TASK DETAILS:
Extend the text on mod culture below, starting right after its closing sentence about Britpop.

Skinheads emerged from mod-culture, embracing working class fashion. They wore Levis, cropped hair and durable shoes and boots, against the fancy dress escapism of those before them. The movement became associated with racism during the economic decline and rising unemployment of the 70s, when neo-Nazi groups used nationalist ideas to turn skinheads, who were sometimes out of work or on the dole, against their immigrant neighbours.

Jason remembers scooter rallies as hostile environments. He went to one in Donnington in the mid-80s when Desmond Dekker played and there were skinheads trying to get onstage and batter him with pieces of wood. By this time Margaret Thatcher was in power and the welfare state that had been put in place in postwar Britain was being dismantled.

The mods who were in their teens in the 60s now stood to benefit from policies like right to buy, which sold council or publicly-owned homes to people who lived in them for knock-down prices, shrinking social housing stock. Thatcher’s philosophy rested on individualism rather than collective society. It was a philosophy that signalled a pulling up of the drawbridge that had allowed working class people to dream beyond their station.

Despite all these changes, the mods’ aspirations of elitism endure today. The fashion of the 60s is ubiquitous. It’s normal to go to fancy coffee shops, take drugs at the weekend, get fitted suits. We are all now career-minded hedonists.

At the same time, these aspirations make mod culture a nostalgic proposition. In the 90s, Britpop reimagined the grey, desperate middle of the century as a golden era of rainy seaside holidays, Union Jacks and amusement parks.

SOURCE MATERIAL:
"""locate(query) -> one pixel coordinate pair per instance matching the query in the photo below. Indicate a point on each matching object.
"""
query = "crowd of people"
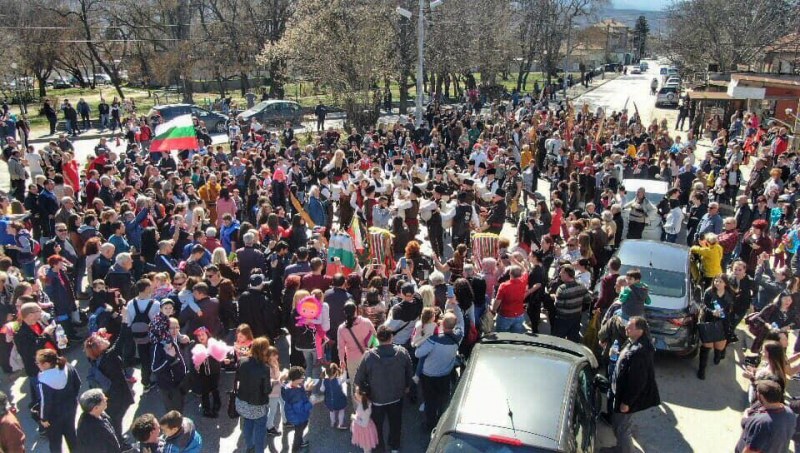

RIGHT ANSWER:
Phil Daniels’s verses in Blur’s ‘Parklife’ in 1994 draw a line from the mod culture of Quadrophenia through to Britpop. The mod target made a comeback, Paul Weller had a career resurgence, and Noel Gallagher waved his black Amex at TV presenters to prove his wealth.

Now, Jason thanks his stars he didn’t make it in Britpop bands in the 90s. "It’s a good job I didn’t get anywhere at that time. I would have been chewed up and spat out. I would’ve have been fucking gone, what’s the point," he said.

By the time Jason worked out how to yell over samples, the conditions that led to Brexit were taking root. The financial crash in 2008 preceded the longest period of wage stagnation in history. The idea that you will one day be able to buy a house, get a pay-rise or a promotion, even just afford to live, is no longer something to take for granted as it was for teenagers in the sixties. The class dream that inspired the mods collapsed.

So we’re left with the Sleaford Mods, the snappy dressers from small towns raging against failure of the system. Until an alternative emerges, we are all bound to neo-liberal capitalism as it increasingly reveals itself to be an inadequate response to the economic challenges of the modern age.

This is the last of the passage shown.